## start

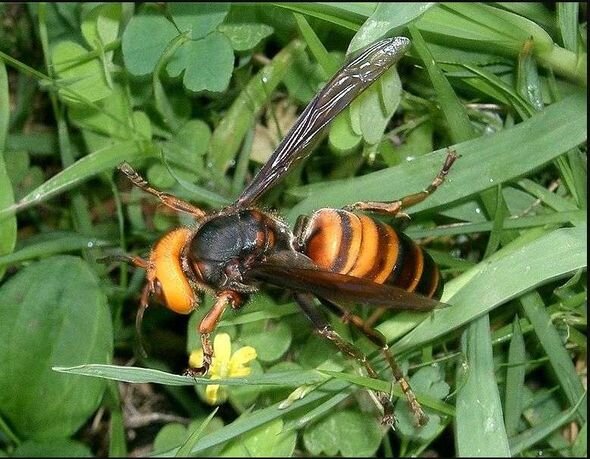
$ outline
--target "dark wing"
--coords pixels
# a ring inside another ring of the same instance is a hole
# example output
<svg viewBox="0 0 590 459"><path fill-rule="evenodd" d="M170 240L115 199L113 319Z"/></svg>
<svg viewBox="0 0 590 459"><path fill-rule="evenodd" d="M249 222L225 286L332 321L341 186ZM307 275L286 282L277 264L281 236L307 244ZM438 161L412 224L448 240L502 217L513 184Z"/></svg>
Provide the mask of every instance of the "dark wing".
<svg viewBox="0 0 590 459"><path fill-rule="evenodd" d="M246 207L253 204L287 173L295 161L305 158L324 127L399 61L409 45L410 41L405 37L387 38L367 47L345 64L301 113L235 205Z"/></svg>
<svg viewBox="0 0 590 459"><path fill-rule="evenodd" d="M317 268L297 252L283 252L248 270L247 277L298 292L313 293L335 303L362 303L391 309L430 311L444 305L393 285Z"/></svg>

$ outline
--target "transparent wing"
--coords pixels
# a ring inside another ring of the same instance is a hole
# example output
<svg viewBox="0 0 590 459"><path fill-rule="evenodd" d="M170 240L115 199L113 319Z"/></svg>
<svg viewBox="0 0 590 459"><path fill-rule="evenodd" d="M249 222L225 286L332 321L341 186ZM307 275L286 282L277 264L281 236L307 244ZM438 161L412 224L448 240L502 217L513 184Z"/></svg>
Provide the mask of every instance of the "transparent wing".
<svg viewBox="0 0 590 459"><path fill-rule="evenodd" d="M328 123L368 88L409 47L405 37L380 40L345 64L314 97L235 205L246 207L279 181L291 165L305 158Z"/></svg>

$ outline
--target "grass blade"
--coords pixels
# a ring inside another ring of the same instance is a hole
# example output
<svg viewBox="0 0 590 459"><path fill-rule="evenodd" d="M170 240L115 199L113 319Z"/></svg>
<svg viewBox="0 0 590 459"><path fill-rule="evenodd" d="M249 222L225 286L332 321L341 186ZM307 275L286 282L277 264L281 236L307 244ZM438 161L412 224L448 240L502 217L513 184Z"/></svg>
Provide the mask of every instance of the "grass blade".
<svg viewBox="0 0 590 459"><path fill-rule="evenodd" d="M469 325L461 338L461 347L467 359L468 375L457 394L457 455L508 457L510 449L494 374L487 315Z"/></svg>
<svg viewBox="0 0 590 459"><path fill-rule="evenodd" d="M587 138L585 93L572 95L547 107L511 129L453 145L461 154L448 180L427 200L412 207L412 213L464 199L498 183L512 180L540 167L584 142ZM519 160L514 161L514 146ZM378 172L298 189L305 196L288 213L299 215L320 207L342 207L356 201L399 198L419 191L432 181L446 156L445 150ZM384 193L384 190L387 190Z"/></svg>
<svg viewBox="0 0 590 459"><path fill-rule="evenodd" d="M10 100L8 93L8 75L6 66L0 60L0 209L14 204L12 183L6 170L5 146L8 137L10 120ZM0 219L0 256L10 254L16 245L16 217L4 221ZM0 265L0 279L4 275L4 268Z"/></svg>
<svg viewBox="0 0 590 459"><path fill-rule="evenodd" d="M549 357L551 367L565 396L571 406L575 405L584 395L584 387L568 351L547 313L541 296L536 292L531 292L523 296L521 301L524 313L531 322L539 343ZM585 422L588 406L580 404L576 414L578 420Z"/></svg>
<svg viewBox="0 0 590 459"><path fill-rule="evenodd" d="M428 319L392 346L394 354L424 345L500 304L587 264L585 225L561 228L522 244L526 239L527 235L521 236L496 252L486 263L480 263L449 282L442 301L452 306L430 313ZM547 263L547 253L553 254L552 263ZM494 288L489 288L490 285ZM388 338L399 336L407 331L407 322L415 324L417 317L424 317L402 314L380 326L379 330Z"/></svg>
<svg viewBox="0 0 590 459"><path fill-rule="evenodd" d="M518 315L512 323L512 339L508 348L508 366L506 368L506 387L504 395L504 419L506 434L509 437L518 432L518 423L522 414L525 360L524 339L520 329Z"/></svg>

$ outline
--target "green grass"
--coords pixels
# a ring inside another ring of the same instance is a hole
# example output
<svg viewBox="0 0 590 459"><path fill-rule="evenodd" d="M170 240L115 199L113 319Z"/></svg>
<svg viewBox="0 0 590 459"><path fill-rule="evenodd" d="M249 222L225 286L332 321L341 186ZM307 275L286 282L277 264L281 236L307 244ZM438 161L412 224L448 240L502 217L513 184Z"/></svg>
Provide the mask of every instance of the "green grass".
<svg viewBox="0 0 590 459"><path fill-rule="evenodd" d="M586 5L166 8L0 6L0 454L587 455ZM413 426L365 338L330 316L379 380L279 289L220 322L233 351L258 358L249 376L221 380L215 411L209 380L180 376L211 298L188 319L154 301L145 357L144 272L101 261L145 256L191 223L116 166L219 209L347 53L395 35L412 42L396 70L262 205L293 225L396 199L457 151L405 222L441 266L449 306L376 324L430 423ZM391 391L395 431L366 389Z"/></svg>

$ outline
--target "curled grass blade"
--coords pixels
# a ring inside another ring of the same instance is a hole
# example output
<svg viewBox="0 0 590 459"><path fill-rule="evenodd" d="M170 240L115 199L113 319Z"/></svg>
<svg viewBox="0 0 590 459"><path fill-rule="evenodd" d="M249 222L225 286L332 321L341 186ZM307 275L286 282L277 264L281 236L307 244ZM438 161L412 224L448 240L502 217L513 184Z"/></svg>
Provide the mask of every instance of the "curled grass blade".
<svg viewBox="0 0 590 459"><path fill-rule="evenodd" d="M215 379L214 381L209 378L176 375L153 368L117 365L89 364L76 367L53 367L53 370L61 373L94 376L129 383L154 383L171 386L192 386L194 384L300 386L302 384L316 384L326 380L320 373L313 370L282 371L264 375L252 375L247 378Z"/></svg>
<svg viewBox="0 0 590 459"><path fill-rule="evenodd" d="M582 225L557 229L525 244L515 240L486 262L449 282L442 301L451 307L429 314L412 332L395 343L392 351L399 353L424 345L543 283L585 267L586 238L586 226ZM526 241L527 235L520 239ZM552 263L546 262L547 253L553 254ZM489 288L490 285L494 288ZM402 314L395 319L397 324L385 324L379 329L392 337L397 334L395 329L401 331L408 326L404 318L411 324L410 318L414 317L415 323L418 317L417 314Z"/></svg>
<svg viewBox="0 0 590 459"><path fill-rule="evenodd" d="M467 379L457 394L455 444L458 456L508 457L500 394L487 315L473 321L461 338Z"/></svg>

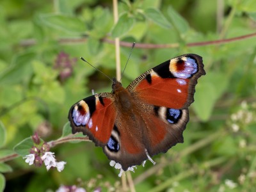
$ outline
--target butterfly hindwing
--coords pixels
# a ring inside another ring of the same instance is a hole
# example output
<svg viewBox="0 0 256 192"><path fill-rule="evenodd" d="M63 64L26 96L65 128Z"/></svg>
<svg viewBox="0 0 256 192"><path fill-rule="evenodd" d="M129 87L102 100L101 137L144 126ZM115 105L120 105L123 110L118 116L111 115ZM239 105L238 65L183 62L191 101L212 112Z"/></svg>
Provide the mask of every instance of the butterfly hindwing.
<svg viewBox="0 0 256 192"><path fill-rule="evenodd" d="M81 131L96 145L105 146L116 118L114 100L111 93L101 93L73 105L68 113L72 133Z"/></svg>

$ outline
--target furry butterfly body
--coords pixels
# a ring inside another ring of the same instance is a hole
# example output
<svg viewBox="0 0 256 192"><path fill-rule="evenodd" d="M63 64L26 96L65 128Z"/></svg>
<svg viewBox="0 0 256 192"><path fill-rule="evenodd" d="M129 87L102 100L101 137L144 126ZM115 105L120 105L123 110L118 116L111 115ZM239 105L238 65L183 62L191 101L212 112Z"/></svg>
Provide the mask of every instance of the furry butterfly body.
<svg viewBox="0 0 256 192"><path fill-rule="evenodd" d="M183 142L197 79L205 75L200 56L189 54L147 71L124 88L113 78L111 93L74 104L72 132L83 132L124 170Z"/></svg>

## end

• YOUR INSTRUCTIONS
Which lines above contain the string "body"? Pick out and copy every one of them, counting a match only when the case is the same.

• FULL OUTPUT
--target furry butterfly body
Provide the mask of every instance of the furry butterfly body.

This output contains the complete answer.